Prompt A ▸
Reproduce the passage of the Sandra update notes between "Sandra 20/20 (2020) Press" and "issue from happening.", inclusive.

Selection ▸

____

SiSoftware Sandra 20/20/8 (2020 R8t) Update – JCC, bigLITTLE, Hypervisors + Future Hardware

Sandra 20/20

Note: The original R8 release has been updated to R8t with future hardware support.

We are pleased to release R8t (version 30.61) update for Sandra 20/20 (2020) with the following updates:

Sandra 20/20 (2020) Press Release

JCC Erratum Mitigation

Recent Intel processors (SKL “Skylake” and later but not ICL “IceLake”) have been found to be impacted by the JCC Erratum that had to be patched through microcode. Naturally this can cause performance degradation depending on benchmark (approx 3% but up to 10%) but can be mitigated through assembler/compiler updates that prevent this issue from happening.

We have updated the tools with with which Sandra is built to mitigate JCC and we have tested the performance implications on both Intel and AMD hardware in the linked articles.

bigLITTLE Hybrid Architecture (aka “heterogeneous multi-processing”)

big.Little HMP
While bigLITTLE arch (including low and high-performance asymmetric cores into the same processor) has been used in many ARM processors, Intel is now introducing it to x86 as “Foveros”. Thus we have have Atom (low performance but very low power) and Core (high performance but relatively high power) into the same processor – scheduled to run or be “parked” depending on compute demands.

As with any new technology, it will naturally require operating system (scheduler) support and may go through various iterations. Do note that as we’ve discussed in our 2015 (!) article – ARM big.LITTLE: The trouble with heterogeneous multi-processing: when 4 are better than 8 (or when 8 is not always the “lucky” number) – software (including benchmarks) using all cores (big & LITTLE) may have trouble correctly assigning workloads and thus not use such processors optimally.

As Sandra uses its own scheduler to assign (benchmarking) threads to logical cores, we have updated it to allow users to benchmarks not only “All Threads (MT)” and “Only Cores (MC)” but also “Only big Cores (bMC)” and “Only LITTLE Cores (LMC)“. This way you can compare and contrast the various cores performance without BIOS/firmware changes.

____

Provided data ▸
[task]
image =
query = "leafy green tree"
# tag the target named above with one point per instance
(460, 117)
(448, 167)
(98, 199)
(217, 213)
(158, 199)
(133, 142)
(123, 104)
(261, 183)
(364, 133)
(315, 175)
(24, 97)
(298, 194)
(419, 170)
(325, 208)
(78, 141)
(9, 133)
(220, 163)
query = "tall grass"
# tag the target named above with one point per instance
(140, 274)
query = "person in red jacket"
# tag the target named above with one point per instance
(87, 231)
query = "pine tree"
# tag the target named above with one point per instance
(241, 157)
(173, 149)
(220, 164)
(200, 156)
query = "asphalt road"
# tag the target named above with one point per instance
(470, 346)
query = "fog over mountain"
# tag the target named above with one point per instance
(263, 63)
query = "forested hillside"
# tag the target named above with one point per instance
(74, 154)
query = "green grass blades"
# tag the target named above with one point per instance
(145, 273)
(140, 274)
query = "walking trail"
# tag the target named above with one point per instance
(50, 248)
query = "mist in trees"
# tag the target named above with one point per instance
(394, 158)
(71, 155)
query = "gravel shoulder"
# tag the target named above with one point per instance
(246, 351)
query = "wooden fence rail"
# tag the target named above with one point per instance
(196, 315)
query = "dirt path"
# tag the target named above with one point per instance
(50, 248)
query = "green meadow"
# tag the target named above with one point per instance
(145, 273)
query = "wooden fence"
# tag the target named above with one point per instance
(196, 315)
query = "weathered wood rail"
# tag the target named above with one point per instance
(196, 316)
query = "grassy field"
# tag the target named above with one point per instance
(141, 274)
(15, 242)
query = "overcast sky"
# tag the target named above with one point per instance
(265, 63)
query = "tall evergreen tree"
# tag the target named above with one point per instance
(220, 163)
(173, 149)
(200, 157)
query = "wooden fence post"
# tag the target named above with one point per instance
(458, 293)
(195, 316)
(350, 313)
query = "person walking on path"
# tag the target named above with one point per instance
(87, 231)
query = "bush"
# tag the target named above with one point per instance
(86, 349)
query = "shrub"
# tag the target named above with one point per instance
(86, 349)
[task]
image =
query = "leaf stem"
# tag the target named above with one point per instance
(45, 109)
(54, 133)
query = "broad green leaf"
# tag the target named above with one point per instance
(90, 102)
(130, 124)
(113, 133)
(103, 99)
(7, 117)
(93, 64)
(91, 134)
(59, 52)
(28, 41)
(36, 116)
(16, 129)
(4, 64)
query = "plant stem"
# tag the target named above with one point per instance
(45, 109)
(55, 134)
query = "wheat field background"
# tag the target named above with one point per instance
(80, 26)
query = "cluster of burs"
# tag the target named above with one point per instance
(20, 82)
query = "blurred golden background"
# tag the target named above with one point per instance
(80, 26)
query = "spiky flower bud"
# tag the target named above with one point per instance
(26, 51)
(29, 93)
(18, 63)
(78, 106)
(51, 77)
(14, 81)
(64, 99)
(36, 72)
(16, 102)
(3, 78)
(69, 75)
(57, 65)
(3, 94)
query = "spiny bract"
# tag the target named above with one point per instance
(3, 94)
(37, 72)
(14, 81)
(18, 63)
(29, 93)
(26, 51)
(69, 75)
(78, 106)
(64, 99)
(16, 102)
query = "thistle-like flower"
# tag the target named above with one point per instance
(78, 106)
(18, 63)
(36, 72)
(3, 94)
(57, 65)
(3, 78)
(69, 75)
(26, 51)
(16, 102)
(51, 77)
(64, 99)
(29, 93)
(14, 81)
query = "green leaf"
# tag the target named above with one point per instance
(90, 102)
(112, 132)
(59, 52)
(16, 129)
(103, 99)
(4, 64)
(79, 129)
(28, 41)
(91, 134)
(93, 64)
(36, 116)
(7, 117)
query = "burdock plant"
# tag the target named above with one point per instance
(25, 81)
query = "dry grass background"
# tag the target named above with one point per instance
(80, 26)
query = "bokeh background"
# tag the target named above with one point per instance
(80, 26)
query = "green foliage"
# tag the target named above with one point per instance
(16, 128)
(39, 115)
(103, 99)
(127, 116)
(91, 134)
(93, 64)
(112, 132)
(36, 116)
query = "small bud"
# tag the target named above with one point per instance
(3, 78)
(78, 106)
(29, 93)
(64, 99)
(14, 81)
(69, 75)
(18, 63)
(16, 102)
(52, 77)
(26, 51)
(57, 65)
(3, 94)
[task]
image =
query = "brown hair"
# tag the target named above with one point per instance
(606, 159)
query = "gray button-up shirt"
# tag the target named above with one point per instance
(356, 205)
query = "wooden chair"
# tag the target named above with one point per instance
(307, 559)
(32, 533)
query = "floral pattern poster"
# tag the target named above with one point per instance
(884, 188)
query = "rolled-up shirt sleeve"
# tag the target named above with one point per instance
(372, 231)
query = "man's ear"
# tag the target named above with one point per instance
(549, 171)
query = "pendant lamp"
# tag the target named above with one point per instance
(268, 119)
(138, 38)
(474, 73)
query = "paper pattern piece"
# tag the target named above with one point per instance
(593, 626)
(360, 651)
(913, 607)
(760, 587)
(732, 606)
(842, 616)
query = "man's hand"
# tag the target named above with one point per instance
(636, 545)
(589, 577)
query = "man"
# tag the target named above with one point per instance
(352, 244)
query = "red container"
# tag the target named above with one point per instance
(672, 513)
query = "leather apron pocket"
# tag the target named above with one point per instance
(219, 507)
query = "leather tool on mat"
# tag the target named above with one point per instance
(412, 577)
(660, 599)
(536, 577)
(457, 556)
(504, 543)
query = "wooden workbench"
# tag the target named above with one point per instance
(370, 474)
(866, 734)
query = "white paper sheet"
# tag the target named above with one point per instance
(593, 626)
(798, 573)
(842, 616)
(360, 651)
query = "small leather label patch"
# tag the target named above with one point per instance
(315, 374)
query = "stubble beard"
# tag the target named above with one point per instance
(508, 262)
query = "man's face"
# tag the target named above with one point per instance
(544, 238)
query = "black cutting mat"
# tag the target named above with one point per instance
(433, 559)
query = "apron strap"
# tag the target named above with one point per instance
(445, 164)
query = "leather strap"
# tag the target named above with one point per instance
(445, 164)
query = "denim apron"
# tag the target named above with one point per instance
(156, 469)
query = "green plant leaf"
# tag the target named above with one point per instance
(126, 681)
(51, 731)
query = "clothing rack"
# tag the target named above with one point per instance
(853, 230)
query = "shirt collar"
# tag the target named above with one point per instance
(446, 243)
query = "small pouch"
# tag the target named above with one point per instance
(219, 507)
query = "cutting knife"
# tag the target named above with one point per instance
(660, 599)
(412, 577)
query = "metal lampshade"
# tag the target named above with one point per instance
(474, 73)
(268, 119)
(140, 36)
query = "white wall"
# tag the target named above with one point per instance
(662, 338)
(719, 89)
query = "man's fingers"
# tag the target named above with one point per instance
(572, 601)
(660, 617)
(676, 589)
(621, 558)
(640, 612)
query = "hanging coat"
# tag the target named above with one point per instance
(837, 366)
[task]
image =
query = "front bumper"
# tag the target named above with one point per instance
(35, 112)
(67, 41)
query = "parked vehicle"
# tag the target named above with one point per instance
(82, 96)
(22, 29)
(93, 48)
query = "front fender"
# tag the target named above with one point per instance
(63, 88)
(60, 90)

____

Prompt B ▸
Find every line of the listing that contains the word "paper", and copy those lines.

Output A ▸
Sandra 20/20 (2020) Press Release

JCC Erratum Mitigation

Recent Intel processors (SKL “Skylake” and later but not ICL “IceLake”) have been found to be impacted by the JCC Erratum that had to be patched through microcode. Naturally this can cause performance degradation depending on benchmark (approx 3% but up to 10%) but can be mitigated through assembler/compiler updates that prevent this issue from happening.

Output B ▸
query = "paper pattern piece"
query = "white paper sheet"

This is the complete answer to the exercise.